### RECORDS TO PROCESS

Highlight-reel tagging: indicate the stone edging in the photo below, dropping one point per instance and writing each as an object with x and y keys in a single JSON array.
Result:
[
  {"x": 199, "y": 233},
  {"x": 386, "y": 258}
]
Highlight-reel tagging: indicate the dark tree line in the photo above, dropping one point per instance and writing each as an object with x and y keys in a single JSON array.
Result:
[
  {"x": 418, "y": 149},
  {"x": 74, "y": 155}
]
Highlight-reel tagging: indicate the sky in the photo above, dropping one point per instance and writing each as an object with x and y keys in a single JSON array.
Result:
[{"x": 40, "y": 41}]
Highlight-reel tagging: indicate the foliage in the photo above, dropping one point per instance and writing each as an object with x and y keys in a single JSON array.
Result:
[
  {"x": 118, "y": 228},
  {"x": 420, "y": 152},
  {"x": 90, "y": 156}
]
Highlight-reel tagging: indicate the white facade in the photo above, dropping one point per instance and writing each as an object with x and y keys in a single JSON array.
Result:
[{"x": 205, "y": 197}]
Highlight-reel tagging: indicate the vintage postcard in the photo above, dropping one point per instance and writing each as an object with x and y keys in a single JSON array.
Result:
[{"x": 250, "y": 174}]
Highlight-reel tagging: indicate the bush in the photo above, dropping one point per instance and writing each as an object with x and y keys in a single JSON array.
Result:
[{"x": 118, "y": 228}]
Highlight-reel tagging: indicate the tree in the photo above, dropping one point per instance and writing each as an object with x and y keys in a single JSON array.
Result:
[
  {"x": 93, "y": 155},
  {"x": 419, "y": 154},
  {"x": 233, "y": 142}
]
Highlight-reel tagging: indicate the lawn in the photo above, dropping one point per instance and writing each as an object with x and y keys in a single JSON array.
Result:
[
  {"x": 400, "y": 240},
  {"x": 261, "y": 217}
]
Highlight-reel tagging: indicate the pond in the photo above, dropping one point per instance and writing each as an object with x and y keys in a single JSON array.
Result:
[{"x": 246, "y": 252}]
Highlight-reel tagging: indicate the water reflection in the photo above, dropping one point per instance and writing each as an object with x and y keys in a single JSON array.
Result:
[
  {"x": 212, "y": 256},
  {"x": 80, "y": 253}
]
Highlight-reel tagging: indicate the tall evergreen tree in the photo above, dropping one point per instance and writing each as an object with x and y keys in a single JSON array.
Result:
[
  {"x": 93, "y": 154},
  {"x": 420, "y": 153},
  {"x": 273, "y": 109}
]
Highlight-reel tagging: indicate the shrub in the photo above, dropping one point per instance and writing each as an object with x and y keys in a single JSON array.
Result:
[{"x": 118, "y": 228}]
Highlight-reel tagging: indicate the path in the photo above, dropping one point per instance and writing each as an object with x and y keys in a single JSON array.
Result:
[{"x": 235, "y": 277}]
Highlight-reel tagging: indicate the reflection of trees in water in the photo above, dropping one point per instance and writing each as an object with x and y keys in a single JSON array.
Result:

######

TO BE DONE: Reproduce the data shown above exactly.

TASK OUTPUT:
Highlight-reel tagging: indicate the stone edging in the photo below, dropping one point per instance and writing each as an object with x and y keys in a single JSON array.
Result:
[
  {"x": 199, "y": 233},
  {"x": 386, "y": 258}
]
Highlight-reel tagging: indicate the dark tree line in the photo above, dropping one point per instance and writing each as an object with x and y keys in a single JSON array.
Result:
[
  {"x": 418, "y": 149},
  {"x": 74, "y": 155}
]
Highlight-reel tagging: indicate the sky in the photo above, dropping one point per instance and writing each as an object with x and y keys in a single JSON array.
Result:
[{"x": 40, "y": 41}]
Highlight-reel tagging: indicate the foliage in the photo above, dropping one point per instance and writing each as an object with x and y keys in a single JSON array.
Result:
[
  {"x": 118, "y": 228},
  {"x": 420, "y": 152},
  {"x": 90, "y": 156}
]
Highlight-reel tagging: indicate the white facade in the photo above, dropping one point per instance and writing each as an object with x and y keys in a single JSON array.
Result:
[{"x": 205, "y": 197}]
Highlight-reel tagging: indicate the vintage postcard in the photo above, dropping one point per instance and writing each as an object with x and y keys in a single JSON array.
Result:
[{"x": 250, "y": 174}]
Highlight-reel tagging: indicate the bush in the photo above, dropping one point per instance and writing each as an object with x and y keys in a single JSON array.
Result:
[{"x": 118, "y": 228}]
Highlight-reel tagging: indicate the tree in the photo above, dropping one point per instance and writing each as an object with x and y keys in a single JSON array.
Result:
[
  {"x": 93, "y": 155},
  {"x": 419, "y": 154},
  {"x": 233, "y": 142}
]
Highlight-reel tagging: indicate the lawn in the photo above, dropping one point per instance and writing each as an object with x and y keys in a single JSON array.
Result:
[
  {"x": 400, "y": 240},
  {"x": 261, "y": 217}
]
Highlight-reel tagging: indicate the pond in the photo above, dropping one point per instance and writing each as an object with x and y keys in a single JSON array.
Result:
[{"x": 246, "y": 252}]
Highlight-reel tagging: indicate the water reflection in the photo above, dropping one point per instance and writing each as an object with x and y keys in a single JSON array.
Result:
[
  {"x": 212, "y": 256},
  {"x": 80, "y": 253}
]
Highlight-reel tagging: indicate the tall evergreen tree in the photo above, dropping one point per instance and writing each as an object with x and y keys in a single JSON array.
Result:
[
  {"x": 93, "y": 154},
  {"x": 420, "y": 153},
  {"x": 273, "y": 109}
]
Highlight-reel tagging: indicate the shrub in the photo above, dropping one point per instance and writing each as an object with x and y keys in a single JSON array.
Result:
[{"x": 118, "y": 228}]
Highlight-reel tagging: indicate the path in the photo above, dropping one point per instance and writing each as an object with x and y keys in a single JSON array.
Result:
[{"x": 235, "y": 277}]
Highlight-reel tagging: indicate the reflection of trees in water in the photo above, dropping one point per instance and writing each as an object with x and y keys in a single JSON array.
Result:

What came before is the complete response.